■ **Consigne 1**
Recopiez à l'identique la liste, depuis son début jusqu'à la ligne contenant « [197,129,260,148] », celle-ci comprise. N'incluez pas les images dans votre réponse.

■ **Extrait du document**
Doit-on craindre la hausse des inégalités ?

Résumé

- Les inégalités économiques en France augmentent depuis le milieu des années 2000 et se situent au niveau de la moyenne des pays de l’OCDE.

- La théorie classique prévoyant une relation positive entre le niveau des inégalités économiques et la croissance économique est mise à mal par les études empiriques récentes.

- Il semblerait que les inégalités économiques entrainent un risque de crise économique, une dégradation de l’environnement et du niveau d’éducation d’un pays, une hausse de la criminalité et de l’instabilité politique.

Les inégalités en France

Une idée largement répandue voudrait que la France se distingue des autres pays par un niveau d’inégalité économique très faible. En réalité, lorsque l’on regarde les données disponibles pour les pays de l’OCDE, on se rend compte que la situation française n’est pas aussi clémente (cf. figure 1). En matière d’inégalité de revenu mesuré par le coefficient de Gini après impôts et transferts[1] , la France se situe au niveau de la moyenne des pays de l’OCDE. En 2010, son niveau d’inégalité est certes plus faible que les pays anglo-saxons (États-Unis, Irlande, Australie et Nouvelle-Zélande), mais reste supérieur à un certain nombre de pays, dont les pays scandinaves (Norvège, Suède et Finlande), certains pays d’Europe de l’Est (République Tchèque, Slovénie et République Slovaque) et certains de ses voisins géographiques (Allemagne et Pays-Bas).

Figure 1 : Coefficient de Gini après impôts et transferts en 2010

Note : Il s’agit de l’année 2009 pour la Hongrie, la Nouvelle-Zélande, l’Irlande, le Japon, la Turquie et le Chili. Sources : OCDE, BSi-Economics

Ces différences de niveaux peuvent s’expliquer en partie par le type de société « voulu » par les citoyens. Ainsi, les pays anglo-saxons se caractérisent par la volonté de mettre en avant les efforts individuels ce qui se traduit par de fortes disparités de revenu. A contrario, les pays scandinaves sont connus pour leur volonté d’avoir une échelle de distribution des revenus resserrée et des politiques redistributives importantes. La France se situe à mi-chemin entre le modèle anglo-saxon et celui scandinave en matière d’inégalités. Si les efforts doivent être récompensés, les inégalités qu’ils engendrent sont fortement réduites par notre système fiscal.

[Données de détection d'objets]

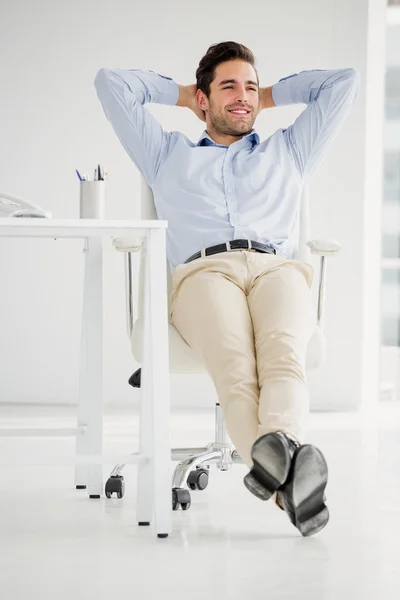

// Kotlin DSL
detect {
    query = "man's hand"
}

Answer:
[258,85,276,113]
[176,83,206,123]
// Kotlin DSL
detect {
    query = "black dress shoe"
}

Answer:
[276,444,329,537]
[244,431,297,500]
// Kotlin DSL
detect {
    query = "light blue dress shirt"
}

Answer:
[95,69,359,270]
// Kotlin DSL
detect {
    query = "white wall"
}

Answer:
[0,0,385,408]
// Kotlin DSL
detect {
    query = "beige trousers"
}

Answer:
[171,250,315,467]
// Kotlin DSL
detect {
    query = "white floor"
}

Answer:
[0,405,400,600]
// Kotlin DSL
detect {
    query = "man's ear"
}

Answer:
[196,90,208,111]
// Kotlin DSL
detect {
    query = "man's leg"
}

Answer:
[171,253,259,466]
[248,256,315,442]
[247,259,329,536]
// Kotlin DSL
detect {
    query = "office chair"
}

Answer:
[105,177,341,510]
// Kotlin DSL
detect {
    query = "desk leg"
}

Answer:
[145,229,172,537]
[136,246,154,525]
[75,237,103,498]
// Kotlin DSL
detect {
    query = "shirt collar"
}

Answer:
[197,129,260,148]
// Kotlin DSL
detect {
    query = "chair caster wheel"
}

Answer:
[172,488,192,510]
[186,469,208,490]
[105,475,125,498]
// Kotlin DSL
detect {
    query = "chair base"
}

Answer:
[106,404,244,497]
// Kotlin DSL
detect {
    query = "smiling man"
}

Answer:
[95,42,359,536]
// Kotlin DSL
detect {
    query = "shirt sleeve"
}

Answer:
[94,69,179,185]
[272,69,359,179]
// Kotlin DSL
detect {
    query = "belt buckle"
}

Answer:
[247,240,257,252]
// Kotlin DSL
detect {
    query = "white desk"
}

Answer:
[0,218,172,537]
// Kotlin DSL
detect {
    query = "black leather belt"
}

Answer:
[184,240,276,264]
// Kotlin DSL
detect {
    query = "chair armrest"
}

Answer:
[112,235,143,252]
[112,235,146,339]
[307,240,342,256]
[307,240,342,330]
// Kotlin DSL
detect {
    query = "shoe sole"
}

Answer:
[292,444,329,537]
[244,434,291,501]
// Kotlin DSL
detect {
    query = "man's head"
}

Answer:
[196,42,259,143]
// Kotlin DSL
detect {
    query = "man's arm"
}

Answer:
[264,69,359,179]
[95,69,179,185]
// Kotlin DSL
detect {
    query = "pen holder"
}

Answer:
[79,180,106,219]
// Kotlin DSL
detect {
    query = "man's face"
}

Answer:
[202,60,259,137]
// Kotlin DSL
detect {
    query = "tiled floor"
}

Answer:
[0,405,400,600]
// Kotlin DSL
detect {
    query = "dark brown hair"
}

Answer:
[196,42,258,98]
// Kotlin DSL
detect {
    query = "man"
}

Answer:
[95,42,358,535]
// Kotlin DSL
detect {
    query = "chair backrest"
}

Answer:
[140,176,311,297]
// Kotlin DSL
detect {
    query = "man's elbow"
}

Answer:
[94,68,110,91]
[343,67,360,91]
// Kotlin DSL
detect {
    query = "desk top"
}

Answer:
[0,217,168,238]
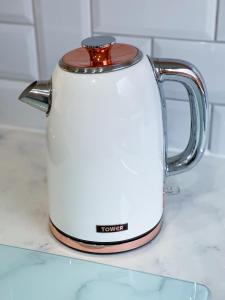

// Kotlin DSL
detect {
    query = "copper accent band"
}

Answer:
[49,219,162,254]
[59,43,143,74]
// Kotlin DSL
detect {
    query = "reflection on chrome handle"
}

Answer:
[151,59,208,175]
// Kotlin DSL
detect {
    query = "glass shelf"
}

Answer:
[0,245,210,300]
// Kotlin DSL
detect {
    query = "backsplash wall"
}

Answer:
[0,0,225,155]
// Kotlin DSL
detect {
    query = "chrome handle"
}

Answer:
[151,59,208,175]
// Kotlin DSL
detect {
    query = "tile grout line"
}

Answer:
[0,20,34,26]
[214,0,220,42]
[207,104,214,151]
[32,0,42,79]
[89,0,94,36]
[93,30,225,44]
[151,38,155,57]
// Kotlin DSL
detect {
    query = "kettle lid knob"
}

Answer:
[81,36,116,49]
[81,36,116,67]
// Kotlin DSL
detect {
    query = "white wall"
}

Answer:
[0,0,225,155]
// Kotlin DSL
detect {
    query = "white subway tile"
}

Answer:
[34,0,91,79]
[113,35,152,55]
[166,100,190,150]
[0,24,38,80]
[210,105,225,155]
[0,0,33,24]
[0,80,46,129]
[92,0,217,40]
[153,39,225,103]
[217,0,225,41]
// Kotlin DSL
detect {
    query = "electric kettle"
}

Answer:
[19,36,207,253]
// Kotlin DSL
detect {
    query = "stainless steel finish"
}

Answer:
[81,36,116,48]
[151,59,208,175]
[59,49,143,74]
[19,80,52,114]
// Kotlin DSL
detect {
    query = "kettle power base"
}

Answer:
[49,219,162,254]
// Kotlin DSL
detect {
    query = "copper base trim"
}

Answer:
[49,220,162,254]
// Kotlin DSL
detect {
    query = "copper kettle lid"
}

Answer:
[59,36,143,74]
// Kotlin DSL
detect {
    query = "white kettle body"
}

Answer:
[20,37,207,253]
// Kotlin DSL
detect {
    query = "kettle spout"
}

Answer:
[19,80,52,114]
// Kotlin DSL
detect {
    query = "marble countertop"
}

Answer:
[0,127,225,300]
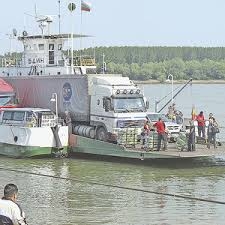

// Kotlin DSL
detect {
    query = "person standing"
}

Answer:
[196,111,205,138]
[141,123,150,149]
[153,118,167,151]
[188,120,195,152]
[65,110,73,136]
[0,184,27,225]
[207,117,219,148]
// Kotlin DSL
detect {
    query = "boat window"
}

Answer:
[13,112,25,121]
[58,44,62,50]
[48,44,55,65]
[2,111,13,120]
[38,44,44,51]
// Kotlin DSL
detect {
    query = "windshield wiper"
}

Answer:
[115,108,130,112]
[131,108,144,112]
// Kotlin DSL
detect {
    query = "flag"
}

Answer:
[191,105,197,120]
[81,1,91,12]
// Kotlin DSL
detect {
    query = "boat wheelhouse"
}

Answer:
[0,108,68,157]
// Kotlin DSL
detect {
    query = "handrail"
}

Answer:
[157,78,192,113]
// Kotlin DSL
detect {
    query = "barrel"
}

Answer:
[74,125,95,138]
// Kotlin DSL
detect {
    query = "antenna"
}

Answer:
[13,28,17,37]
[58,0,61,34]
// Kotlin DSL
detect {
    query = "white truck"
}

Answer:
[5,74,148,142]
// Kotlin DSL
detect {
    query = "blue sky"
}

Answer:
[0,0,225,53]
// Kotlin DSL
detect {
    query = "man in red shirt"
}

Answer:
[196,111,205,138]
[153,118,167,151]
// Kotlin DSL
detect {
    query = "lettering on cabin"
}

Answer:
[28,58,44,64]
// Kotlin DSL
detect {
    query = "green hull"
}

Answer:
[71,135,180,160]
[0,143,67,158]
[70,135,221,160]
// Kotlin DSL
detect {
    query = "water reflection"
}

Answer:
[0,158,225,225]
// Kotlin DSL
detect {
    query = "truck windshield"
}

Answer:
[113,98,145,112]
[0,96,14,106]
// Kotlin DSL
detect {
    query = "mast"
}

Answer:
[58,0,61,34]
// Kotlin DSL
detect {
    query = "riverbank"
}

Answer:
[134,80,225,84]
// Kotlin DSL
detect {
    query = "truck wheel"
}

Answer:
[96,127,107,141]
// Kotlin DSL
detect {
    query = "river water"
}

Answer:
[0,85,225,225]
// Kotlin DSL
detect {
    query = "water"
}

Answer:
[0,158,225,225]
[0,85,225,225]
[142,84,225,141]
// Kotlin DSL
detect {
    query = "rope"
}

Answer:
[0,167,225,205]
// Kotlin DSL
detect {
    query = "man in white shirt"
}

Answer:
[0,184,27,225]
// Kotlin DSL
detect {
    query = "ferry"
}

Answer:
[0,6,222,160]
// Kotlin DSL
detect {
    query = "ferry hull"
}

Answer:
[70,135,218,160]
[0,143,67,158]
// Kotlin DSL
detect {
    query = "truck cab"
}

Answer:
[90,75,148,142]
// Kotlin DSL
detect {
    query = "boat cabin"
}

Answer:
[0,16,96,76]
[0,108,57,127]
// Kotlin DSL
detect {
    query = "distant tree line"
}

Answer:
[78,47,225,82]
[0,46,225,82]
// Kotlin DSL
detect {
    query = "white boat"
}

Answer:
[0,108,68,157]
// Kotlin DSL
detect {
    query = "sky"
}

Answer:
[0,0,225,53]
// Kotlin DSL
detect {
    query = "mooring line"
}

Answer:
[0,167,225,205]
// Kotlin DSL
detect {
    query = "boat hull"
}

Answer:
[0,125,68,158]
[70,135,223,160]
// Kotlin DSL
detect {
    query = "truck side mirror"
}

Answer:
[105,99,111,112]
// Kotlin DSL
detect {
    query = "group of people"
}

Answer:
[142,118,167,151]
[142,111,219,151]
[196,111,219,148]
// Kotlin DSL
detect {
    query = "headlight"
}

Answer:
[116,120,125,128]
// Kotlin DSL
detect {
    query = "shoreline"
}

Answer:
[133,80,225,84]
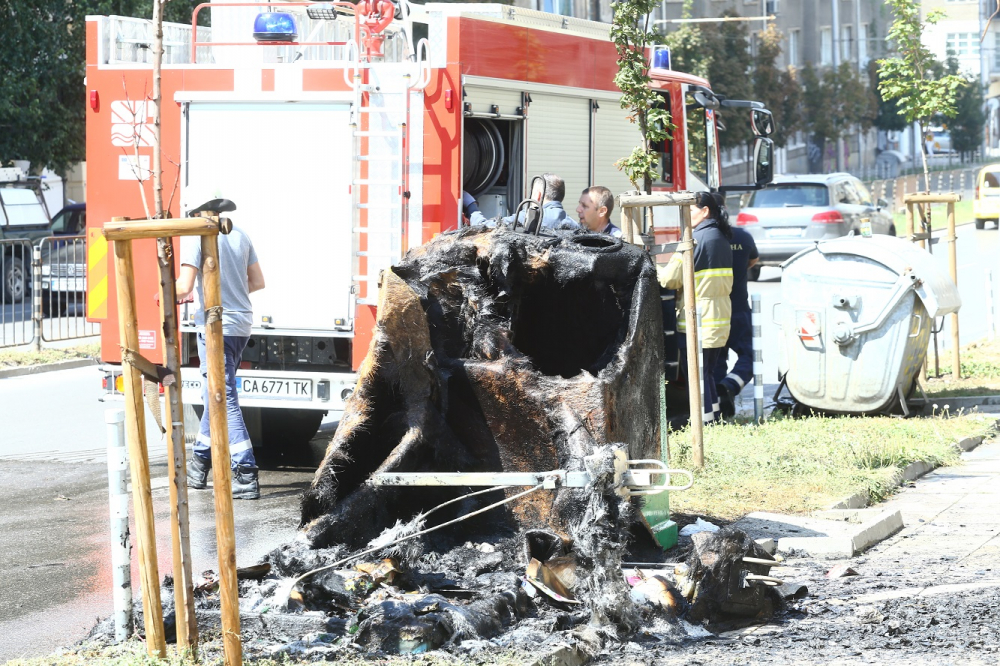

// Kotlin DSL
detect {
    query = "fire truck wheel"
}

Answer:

■ **Consigne 2**
Reproduisez l'extrait du document sur la hausse des inégalités depuis « Doit-on craindre la » jusqu'à « situent au niveau de la moyenne des pays de l’OCDE. » inclus, en remplaçant « inégalités » par « disparités ».

■ **Corrigé détaillé 1**
// Kotlin DSL
detect {
    query = "man's hand"
}

Answer:
[258,85,276,113]
[176,83,206,123]
// Kotlin DSL
detect {
    query = "black dress shoe"
}

Answer:
[276,444,329,537]
[244,431,297,500]
// Kotlin DSL
detect {
    query = "light blue dress shirt"
}

Answer:
[95,69,359,270]
// Kotlin DSL
detect {
    query = "white wall"
}

Answer:
[0,0,385,408]
// Kotlin DSL
detect {
    query = "beige trousers"
}

Answer:
[171,250,315,467]
// Kotlin DSL
detect {
    query = "white floor"
}

Answer:
[0,405,400,600]
// Kotlin DSL
detect {
    query = "man's ear"
}

Answer:
[196,90,208,111]
// Kotlin DSL
detect {
    query = "man's leg"
}

Answer:
[171,253,259,466]
[248,256,315,442]
[247,259,329,536]
// Kotlin DSL
detect {
    query = "office chair"
}

Answer:
[105,177,341,510]
// Kotlin DSL
detect {
    query = "desk leg"
}

Answer:
[145,229,172,537]
[136,246,154,525]
[75,237,103,498]
// Kotlin DSL
detect {
    query = "shirt collar"
}

Answer:
[197,129,260,148]

■ **Corrigé détaillé 2**
Doit-on craindre la hausse des disparités ?

Résumé

- Les disparités économiques en France augmentent depuis le milieu des années 2000 et se situent au niveau de la moyenne des pays de l’OCDE.